(Your task)
List every line in the data below that contains the string "blonde", matching case exactly.

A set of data

----

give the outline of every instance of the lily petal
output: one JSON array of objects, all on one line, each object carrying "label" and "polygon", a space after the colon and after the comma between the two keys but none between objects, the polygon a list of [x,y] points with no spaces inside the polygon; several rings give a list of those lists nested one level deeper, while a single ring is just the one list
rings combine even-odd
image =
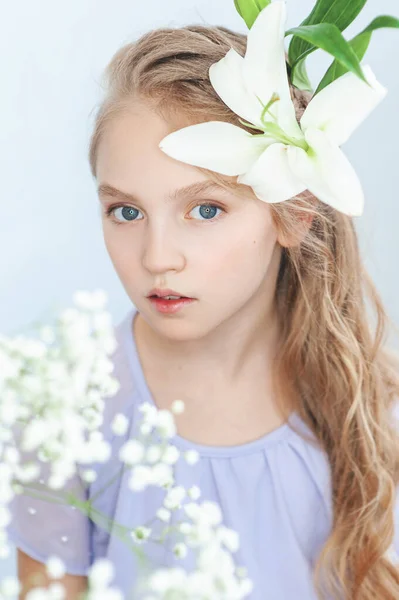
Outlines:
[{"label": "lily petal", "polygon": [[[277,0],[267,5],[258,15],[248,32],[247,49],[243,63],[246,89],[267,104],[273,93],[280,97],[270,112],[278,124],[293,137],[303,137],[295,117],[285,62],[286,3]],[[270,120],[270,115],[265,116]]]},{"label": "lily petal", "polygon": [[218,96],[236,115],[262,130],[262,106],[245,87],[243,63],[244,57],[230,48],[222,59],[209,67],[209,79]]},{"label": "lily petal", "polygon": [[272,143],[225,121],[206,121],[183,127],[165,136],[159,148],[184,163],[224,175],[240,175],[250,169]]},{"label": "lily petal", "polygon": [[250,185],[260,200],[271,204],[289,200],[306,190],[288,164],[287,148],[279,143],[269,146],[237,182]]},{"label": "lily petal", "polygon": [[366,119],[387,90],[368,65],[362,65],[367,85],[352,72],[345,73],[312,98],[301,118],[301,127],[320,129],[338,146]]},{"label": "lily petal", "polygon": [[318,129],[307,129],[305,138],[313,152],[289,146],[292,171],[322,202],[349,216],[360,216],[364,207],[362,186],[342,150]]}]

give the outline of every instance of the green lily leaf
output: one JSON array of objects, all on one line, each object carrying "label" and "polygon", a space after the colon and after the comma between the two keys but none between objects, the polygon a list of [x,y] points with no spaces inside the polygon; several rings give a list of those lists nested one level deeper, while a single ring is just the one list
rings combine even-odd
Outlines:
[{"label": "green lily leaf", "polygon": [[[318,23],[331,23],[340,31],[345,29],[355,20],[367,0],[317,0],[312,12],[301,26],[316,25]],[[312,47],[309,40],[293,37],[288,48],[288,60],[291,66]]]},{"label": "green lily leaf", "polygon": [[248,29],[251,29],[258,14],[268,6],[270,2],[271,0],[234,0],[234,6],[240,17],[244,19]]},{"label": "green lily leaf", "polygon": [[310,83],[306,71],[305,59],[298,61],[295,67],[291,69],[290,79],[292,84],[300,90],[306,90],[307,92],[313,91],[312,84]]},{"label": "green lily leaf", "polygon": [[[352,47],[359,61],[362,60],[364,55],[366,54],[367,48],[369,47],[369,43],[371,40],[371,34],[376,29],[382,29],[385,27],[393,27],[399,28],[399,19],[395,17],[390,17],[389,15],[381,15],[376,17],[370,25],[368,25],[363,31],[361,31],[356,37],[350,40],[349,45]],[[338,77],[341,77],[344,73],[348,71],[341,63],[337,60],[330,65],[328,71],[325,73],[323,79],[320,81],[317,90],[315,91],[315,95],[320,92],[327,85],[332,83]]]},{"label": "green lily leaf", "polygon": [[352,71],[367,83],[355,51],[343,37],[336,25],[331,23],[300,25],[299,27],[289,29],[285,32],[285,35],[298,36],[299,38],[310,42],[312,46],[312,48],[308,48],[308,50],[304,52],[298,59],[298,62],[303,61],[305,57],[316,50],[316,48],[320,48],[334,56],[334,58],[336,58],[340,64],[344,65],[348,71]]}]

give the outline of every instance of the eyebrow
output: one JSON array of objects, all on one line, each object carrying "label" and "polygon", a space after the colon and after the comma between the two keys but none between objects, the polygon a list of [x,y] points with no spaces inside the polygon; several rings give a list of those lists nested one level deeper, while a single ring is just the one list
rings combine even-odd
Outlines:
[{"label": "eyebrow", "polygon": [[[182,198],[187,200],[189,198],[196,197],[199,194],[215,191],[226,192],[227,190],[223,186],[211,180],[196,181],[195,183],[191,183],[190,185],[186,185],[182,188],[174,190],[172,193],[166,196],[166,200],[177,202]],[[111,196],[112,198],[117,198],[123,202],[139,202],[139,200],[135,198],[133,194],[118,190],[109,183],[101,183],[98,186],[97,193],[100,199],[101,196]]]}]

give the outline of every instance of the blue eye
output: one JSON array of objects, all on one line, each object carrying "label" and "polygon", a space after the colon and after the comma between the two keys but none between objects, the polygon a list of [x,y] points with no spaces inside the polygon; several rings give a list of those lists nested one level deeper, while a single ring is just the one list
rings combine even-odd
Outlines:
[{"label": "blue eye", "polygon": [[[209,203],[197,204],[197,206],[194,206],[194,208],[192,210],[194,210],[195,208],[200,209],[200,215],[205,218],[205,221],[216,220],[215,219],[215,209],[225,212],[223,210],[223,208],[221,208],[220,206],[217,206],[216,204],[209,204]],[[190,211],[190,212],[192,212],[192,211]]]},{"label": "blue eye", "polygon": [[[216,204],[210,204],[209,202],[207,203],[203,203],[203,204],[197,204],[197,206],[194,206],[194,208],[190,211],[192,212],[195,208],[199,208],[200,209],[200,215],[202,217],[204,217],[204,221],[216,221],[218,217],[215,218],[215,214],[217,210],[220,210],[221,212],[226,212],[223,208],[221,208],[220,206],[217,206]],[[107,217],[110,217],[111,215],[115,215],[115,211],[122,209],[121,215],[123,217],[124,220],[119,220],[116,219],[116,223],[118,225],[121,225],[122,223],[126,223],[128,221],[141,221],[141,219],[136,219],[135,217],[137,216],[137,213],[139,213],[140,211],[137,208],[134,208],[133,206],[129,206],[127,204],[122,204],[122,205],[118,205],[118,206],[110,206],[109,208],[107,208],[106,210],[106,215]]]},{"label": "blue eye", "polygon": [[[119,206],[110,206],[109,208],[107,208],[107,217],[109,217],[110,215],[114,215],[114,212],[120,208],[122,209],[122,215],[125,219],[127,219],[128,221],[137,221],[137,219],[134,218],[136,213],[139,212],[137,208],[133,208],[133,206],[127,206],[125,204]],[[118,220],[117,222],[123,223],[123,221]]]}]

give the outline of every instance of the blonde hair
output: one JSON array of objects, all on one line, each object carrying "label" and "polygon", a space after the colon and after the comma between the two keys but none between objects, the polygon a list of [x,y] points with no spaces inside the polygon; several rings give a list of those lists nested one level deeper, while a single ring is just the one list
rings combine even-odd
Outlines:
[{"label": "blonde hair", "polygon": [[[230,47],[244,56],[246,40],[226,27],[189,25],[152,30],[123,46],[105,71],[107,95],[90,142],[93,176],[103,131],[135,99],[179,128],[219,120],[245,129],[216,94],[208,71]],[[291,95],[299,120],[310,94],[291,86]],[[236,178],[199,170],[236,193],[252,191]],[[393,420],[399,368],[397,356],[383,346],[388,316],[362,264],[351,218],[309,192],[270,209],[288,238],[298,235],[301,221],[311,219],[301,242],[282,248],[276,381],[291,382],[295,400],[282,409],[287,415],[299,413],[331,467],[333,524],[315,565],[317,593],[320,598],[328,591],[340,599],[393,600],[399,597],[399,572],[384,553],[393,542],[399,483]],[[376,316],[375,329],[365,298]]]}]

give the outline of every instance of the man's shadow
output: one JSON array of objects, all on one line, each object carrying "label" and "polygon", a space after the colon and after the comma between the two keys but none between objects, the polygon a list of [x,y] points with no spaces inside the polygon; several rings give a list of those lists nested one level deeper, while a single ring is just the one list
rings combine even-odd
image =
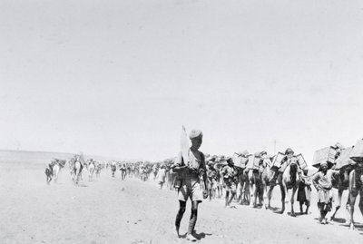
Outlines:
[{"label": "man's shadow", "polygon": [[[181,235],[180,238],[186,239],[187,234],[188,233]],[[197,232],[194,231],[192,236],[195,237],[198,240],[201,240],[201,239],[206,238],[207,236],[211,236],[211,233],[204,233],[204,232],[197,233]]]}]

----

(Answer)
give the outline of every instance of the blonde hair
[{"label": "blonde hair", "polygon": [[[230,47],[244,56],[246,40],[226,27],[189,25],[152,30],[123,46],[105,71],[107,95],[90,142],[93,176],[103,131],[135,99],[179,128],[219,120],[245,129],[216,94],[208,71]],[[291,95],[299,120],[310,94],[291,86]],[[236,178],[199,170],[236,193],[252,191]],[[393,420],[399,368],[397,356],[383,346],[388,316],[362,264],[351,218],[309,192],[270,209],[288,238],[298,235],[301,221],[311,219],[301,242],[282,248],[276,381],[291,382],[295,400],[282,409],[287,415],[299,413],[331,467],[333,524],[315,565],[317,593],[320,598],[328,591],[340,599],[393,600],[399,597],[399,572],[384,553],[393,542],[399,483]],[[376,316],[375,329],[365,298]]]}]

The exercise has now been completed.